§ EXERCICE 1: D'après l'extrait sur le Togo, quelle région a été placée sous état d'urgence sécuritaire le 13 juin ?

§ EXTRAIT PRÉSENTÉ:

Selon certaines sources dans les médias locaux togolais, l’attaque terroriste du 22 août dans le nord du Togo aurait fait 1 mort et 12 blessés dont 6 graves dans les rangs de l’armée. Mais au-delà du bilan et dans l’attente d’une communication officielle des autorités, “le plus important c’est l’impact de l’attaque aussi bien sur les militaires que sur les populations civiles et l’efficacité de la réponse apportée”, souligne Jeannine Ella Abatan, chercheuse principale à l’Institut d’études de sécurité (ISS).

Et pour cause, militaires togolais et surtout populations civiles ont subi pour la première fois des pertes humaines ces derniers mois marqués par plusieurs attaques de groupes armés terroristes. Le nord du Togo vit désormais sous un régime d’exception. Le 13 juin, la région des Savanes, à l’extrémité nord du pays à la frontière avec le Burkina Faso, est placée sous état d’urgence sécuritaire pour une période de 90 jours renouvelable. Désormais les autorités togolaises peuvent interdire la circulation, les rassemblements sur la voie publique et interpeller toute personne jugée suspecte.

En mai 2022, “première attaque terroriste meurtrière”

Ce virage sécuritaire intervient un mois après le choc de la “première attaque terroriste meurtrière” dans le pays, selon les autorités togolaises. Dans la nuit du 10 au 11 mai, des dizaines d’hommes armés à moto attaquent un poste militaire à Kpinkankandi, près de la frontière avec le Burkina Faso. Le bilan est lourd : huit soldats togolais sont tués, 13 autres blessés. Un attentat revendiqué par le Groupe de soutien à l’islam et aux musulmans, le GSIM, affilié à Al-Qaida.

§ DONNÉES DE TRAVAIL:
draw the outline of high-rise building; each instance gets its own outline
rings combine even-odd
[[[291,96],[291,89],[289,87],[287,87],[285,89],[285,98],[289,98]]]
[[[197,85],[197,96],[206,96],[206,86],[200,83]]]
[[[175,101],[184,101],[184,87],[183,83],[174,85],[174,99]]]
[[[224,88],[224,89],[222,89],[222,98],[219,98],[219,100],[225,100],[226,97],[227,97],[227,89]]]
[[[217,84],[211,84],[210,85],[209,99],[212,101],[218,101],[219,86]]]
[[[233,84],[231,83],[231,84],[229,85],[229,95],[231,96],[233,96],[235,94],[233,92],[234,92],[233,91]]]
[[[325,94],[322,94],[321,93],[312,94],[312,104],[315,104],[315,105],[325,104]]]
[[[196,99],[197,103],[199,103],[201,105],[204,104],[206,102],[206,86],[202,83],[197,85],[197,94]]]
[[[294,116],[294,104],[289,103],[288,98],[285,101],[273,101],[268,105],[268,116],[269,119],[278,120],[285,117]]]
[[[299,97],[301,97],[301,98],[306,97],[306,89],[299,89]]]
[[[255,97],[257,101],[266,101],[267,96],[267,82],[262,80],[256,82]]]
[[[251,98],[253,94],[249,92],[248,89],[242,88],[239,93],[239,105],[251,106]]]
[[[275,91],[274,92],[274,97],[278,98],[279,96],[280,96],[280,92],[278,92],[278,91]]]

§ EXERCICE 2: Reproduisez tels quels, ligne par ligne, tous les enregistrements ci-dessus.

§ RÉPONSE FINALE 1: La région des Savanes.

§ RÉPONSE FINALE 2:
draw the outline of high-rise building; each instance gets its own outline
rings combine even-odd
[[[291,96],[291,89],[289,87],[287,87],[285,89],[285,98],[289,98]]]
[[[197,85],[197,96],[206,96],[206,86],[200,83]]]
[[[175,101],[184,101],[184,87],[183,83],[174,85],[174,99]]]
[[[224,88],[224,89],[222,89],[222,98],[219,98],[219,100],[225,100],[226,97],[227,97],[227,89]]]
[[[217,84],[211,84],[210,85],[209,99],[212,101],[218,101],[219,86]]]
[[[233,84],[231,83],[231,84],[229,85],[229,95],[231,96],[233,96],[235,94],[233,92],[234,92],[233,91]]]
[[[325,94],[322,94],[321,93],[312,94],[312,104],[315,104],[315,105],[325,104]]]
[[[196,99],[197,103],[199,103],[201,105],[204,104],[206,102],[206,86],[202,83],[197,85],[197,94]]]
[[[294,116],[294,104],[289,103],[288,98],[285,101],[273,101],[268,105],[268,116],[269,119],[278,120],[285,117]]]
[[[299,97],[301,97],[301,98],[306,97],[306,89],[299,89]]]
[[[255,97],[257,101],[266,101],[267,96],[267,82],[262,80],[256,82]]]
[[[251,98],[253,94],[249,92],[248,89],[242,88],[239,93],[239,105],[251,106]]]
[[[275,91],[274,92],[274,97],[278,98],[279,96],[280,96],[280,92],[278,92],[278,91]]]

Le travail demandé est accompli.